Objective: From the records below, extract the lines beginning with the line containing "If you could indicate the blue patterned" and continuing through the line containing "point(317, 348)", and reproduce them verbatim.

--- Begin Exercise inputs ---

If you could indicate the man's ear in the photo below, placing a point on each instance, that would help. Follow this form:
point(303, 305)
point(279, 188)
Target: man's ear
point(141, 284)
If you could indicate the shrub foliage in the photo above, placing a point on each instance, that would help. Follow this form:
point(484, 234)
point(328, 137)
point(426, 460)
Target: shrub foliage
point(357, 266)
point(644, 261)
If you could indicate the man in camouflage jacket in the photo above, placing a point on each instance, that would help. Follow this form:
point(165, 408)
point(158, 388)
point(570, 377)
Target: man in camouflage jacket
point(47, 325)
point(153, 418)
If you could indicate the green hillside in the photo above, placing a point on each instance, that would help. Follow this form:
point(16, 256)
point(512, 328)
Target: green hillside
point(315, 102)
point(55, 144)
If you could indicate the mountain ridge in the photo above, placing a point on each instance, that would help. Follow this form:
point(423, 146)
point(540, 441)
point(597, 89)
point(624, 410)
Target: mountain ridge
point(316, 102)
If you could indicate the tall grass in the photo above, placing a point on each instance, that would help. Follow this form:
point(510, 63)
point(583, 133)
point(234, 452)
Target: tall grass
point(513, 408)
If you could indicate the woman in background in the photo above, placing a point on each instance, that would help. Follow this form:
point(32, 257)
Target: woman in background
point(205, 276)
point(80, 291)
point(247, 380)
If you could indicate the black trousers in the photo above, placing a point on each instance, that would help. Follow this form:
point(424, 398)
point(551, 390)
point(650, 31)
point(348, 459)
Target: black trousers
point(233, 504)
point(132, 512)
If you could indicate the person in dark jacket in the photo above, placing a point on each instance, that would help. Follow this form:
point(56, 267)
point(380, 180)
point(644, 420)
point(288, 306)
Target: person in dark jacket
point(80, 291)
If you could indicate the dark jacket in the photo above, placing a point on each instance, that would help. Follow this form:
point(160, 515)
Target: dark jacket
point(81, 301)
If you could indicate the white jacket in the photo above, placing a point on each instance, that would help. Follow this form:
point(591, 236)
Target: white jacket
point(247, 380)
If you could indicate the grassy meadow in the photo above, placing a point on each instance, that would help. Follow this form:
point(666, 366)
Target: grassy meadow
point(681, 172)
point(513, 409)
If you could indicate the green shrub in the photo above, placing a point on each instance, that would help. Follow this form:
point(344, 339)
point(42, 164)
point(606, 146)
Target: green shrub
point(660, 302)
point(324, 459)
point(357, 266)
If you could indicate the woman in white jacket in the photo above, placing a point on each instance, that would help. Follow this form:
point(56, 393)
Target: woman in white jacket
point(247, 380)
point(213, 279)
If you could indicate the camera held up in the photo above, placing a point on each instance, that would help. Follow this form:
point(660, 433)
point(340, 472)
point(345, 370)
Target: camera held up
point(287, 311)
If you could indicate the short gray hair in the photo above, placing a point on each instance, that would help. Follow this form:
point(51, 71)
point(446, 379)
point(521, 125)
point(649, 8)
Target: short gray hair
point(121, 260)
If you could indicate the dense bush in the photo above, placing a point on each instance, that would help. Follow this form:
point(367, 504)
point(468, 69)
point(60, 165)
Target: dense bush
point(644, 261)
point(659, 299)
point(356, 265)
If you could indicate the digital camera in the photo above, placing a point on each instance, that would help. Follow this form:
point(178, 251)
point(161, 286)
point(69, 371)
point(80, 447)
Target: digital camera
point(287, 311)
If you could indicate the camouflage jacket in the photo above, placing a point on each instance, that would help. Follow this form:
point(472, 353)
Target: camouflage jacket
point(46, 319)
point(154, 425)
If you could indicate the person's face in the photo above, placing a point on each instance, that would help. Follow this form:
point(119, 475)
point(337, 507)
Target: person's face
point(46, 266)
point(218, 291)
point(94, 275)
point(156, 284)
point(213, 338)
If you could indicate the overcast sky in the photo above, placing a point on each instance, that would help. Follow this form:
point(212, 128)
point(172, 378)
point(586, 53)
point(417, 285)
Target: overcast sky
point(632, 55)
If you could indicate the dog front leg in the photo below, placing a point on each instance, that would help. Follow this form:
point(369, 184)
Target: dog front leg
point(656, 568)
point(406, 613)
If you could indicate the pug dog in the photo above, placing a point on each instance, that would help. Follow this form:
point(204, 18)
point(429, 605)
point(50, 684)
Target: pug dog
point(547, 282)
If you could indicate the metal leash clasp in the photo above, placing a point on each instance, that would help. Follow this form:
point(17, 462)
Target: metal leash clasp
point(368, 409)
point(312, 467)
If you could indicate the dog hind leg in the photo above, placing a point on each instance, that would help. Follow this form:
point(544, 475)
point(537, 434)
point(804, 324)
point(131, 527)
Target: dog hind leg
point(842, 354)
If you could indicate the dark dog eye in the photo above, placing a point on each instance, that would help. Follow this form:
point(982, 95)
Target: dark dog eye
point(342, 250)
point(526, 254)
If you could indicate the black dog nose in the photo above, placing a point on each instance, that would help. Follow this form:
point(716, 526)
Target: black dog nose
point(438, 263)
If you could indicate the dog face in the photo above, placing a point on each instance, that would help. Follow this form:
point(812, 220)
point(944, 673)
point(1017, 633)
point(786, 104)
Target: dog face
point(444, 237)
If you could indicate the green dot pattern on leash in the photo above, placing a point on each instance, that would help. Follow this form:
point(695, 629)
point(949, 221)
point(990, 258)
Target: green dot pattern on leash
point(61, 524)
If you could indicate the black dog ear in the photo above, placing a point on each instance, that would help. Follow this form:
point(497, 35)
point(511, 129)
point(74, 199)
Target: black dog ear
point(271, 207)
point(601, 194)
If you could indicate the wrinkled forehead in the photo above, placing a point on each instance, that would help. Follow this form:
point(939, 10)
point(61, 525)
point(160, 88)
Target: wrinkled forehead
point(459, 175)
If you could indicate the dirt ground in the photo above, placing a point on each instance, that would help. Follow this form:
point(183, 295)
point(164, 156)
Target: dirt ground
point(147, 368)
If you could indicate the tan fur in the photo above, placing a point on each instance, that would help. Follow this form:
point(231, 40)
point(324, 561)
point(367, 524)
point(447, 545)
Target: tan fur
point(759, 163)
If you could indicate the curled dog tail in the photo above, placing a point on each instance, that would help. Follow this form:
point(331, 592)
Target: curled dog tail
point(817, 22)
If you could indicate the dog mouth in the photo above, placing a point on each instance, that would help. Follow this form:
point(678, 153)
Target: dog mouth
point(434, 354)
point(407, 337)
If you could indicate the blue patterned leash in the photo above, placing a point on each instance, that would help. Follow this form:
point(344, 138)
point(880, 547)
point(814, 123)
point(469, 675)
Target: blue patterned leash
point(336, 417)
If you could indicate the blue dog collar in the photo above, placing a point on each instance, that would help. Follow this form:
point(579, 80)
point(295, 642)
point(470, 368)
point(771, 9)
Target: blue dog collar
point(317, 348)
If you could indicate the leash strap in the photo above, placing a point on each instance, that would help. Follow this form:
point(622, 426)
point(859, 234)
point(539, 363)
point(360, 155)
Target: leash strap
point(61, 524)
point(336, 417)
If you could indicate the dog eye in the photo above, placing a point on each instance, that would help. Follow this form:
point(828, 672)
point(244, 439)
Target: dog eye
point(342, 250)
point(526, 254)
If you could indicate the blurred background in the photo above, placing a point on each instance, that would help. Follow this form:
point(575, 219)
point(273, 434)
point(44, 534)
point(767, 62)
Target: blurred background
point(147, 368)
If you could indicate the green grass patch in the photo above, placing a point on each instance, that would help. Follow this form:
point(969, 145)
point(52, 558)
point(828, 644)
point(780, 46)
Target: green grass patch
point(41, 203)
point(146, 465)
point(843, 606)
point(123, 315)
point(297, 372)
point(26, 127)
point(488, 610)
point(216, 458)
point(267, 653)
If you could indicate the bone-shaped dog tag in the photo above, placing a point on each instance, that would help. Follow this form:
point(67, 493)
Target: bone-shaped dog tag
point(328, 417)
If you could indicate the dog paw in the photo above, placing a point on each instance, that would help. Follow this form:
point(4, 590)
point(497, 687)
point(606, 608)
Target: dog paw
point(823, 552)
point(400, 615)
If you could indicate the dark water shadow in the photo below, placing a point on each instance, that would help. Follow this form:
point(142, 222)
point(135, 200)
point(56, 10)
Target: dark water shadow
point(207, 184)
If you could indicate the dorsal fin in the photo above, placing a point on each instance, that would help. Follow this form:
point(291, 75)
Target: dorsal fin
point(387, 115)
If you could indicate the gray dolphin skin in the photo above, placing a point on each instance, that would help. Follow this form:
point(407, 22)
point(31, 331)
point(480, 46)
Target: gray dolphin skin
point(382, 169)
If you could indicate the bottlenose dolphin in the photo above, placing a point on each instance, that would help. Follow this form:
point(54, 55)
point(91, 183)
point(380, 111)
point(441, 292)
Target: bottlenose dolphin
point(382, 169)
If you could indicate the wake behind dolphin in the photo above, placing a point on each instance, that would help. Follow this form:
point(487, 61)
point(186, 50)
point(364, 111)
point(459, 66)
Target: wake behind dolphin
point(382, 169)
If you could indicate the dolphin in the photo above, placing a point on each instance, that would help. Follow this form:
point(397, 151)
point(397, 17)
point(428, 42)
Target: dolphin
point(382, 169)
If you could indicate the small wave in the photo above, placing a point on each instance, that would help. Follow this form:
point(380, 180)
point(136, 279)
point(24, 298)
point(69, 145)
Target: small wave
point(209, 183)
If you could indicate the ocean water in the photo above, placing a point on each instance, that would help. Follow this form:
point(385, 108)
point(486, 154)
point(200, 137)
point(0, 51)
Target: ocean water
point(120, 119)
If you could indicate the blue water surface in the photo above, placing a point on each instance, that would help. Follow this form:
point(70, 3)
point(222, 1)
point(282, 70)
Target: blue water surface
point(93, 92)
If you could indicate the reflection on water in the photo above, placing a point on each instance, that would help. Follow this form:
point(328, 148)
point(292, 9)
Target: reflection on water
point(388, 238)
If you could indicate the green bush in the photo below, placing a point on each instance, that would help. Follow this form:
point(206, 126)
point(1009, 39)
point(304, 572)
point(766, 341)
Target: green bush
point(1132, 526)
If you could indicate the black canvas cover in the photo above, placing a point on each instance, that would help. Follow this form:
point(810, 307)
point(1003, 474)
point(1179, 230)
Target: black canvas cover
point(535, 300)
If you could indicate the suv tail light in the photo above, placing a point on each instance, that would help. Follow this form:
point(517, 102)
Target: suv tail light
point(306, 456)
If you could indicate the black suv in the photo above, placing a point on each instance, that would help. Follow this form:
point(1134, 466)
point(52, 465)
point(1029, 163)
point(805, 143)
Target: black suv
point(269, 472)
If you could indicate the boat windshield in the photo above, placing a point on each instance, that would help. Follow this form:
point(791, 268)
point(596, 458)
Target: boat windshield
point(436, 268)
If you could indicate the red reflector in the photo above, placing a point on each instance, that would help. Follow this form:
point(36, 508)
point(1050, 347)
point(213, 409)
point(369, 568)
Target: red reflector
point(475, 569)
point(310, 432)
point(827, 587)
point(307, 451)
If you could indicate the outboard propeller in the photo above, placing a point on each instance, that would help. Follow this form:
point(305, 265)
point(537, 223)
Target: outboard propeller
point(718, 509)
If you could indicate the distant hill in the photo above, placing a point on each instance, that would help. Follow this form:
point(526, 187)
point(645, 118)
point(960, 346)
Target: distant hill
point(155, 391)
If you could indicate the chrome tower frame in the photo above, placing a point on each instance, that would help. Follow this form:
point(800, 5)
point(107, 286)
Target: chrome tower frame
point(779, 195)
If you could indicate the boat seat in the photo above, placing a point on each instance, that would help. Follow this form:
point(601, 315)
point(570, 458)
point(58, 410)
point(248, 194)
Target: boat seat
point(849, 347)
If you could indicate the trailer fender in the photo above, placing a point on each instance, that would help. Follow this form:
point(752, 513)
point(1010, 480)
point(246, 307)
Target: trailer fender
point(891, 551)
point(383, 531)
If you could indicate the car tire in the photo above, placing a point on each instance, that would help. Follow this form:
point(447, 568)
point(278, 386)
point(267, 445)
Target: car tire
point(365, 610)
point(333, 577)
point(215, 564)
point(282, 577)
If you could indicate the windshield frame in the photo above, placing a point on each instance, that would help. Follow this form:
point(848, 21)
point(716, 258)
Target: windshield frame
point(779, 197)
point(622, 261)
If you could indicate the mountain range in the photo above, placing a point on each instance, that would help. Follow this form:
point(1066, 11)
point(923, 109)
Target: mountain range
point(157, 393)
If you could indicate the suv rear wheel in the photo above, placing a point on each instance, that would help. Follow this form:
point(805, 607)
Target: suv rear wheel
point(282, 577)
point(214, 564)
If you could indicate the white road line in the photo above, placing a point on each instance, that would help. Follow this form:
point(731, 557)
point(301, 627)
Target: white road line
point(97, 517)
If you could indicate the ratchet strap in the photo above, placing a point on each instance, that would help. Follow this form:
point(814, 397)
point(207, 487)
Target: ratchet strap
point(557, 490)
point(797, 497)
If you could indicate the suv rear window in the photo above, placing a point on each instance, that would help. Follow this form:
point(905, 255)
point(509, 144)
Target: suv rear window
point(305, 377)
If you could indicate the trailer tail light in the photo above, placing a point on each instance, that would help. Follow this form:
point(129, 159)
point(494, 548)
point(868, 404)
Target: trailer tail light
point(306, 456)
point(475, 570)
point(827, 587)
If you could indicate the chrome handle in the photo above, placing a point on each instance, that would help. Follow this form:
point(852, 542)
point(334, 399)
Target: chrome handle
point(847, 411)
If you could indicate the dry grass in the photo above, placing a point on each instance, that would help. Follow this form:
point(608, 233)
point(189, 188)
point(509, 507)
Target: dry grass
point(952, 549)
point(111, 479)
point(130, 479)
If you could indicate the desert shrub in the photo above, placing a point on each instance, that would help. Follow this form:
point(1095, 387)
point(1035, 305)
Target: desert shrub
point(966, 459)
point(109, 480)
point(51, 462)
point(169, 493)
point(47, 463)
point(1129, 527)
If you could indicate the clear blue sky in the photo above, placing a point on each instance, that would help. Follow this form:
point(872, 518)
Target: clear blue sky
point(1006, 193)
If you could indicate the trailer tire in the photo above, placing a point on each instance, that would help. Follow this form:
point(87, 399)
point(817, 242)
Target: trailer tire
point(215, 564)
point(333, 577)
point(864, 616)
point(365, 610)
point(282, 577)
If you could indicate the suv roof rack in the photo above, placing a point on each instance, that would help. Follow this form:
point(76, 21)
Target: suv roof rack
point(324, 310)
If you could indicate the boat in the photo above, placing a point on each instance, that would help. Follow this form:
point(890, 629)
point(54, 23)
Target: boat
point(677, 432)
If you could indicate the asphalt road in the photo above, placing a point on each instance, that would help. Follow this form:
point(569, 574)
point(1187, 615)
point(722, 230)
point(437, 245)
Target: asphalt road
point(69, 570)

--- End Exercise inputs ---

Response:
If you could indicate the blue patterned leash in the photo above, placing a point on each instance, that would help. Follow this form:
point(344, 138)
point(880, 547)
point(814, 123)
point(469, 675)
Target: blue patterned leash
point(336, 417)
If you could indicate the blue dog collar in the photo above, placing a point on each instance, that would help. Follow this form:
point(579, 80)
point(295, 642)
point(470, 368)
point(771, 9)
Target: blue dog collar
point(317, 348)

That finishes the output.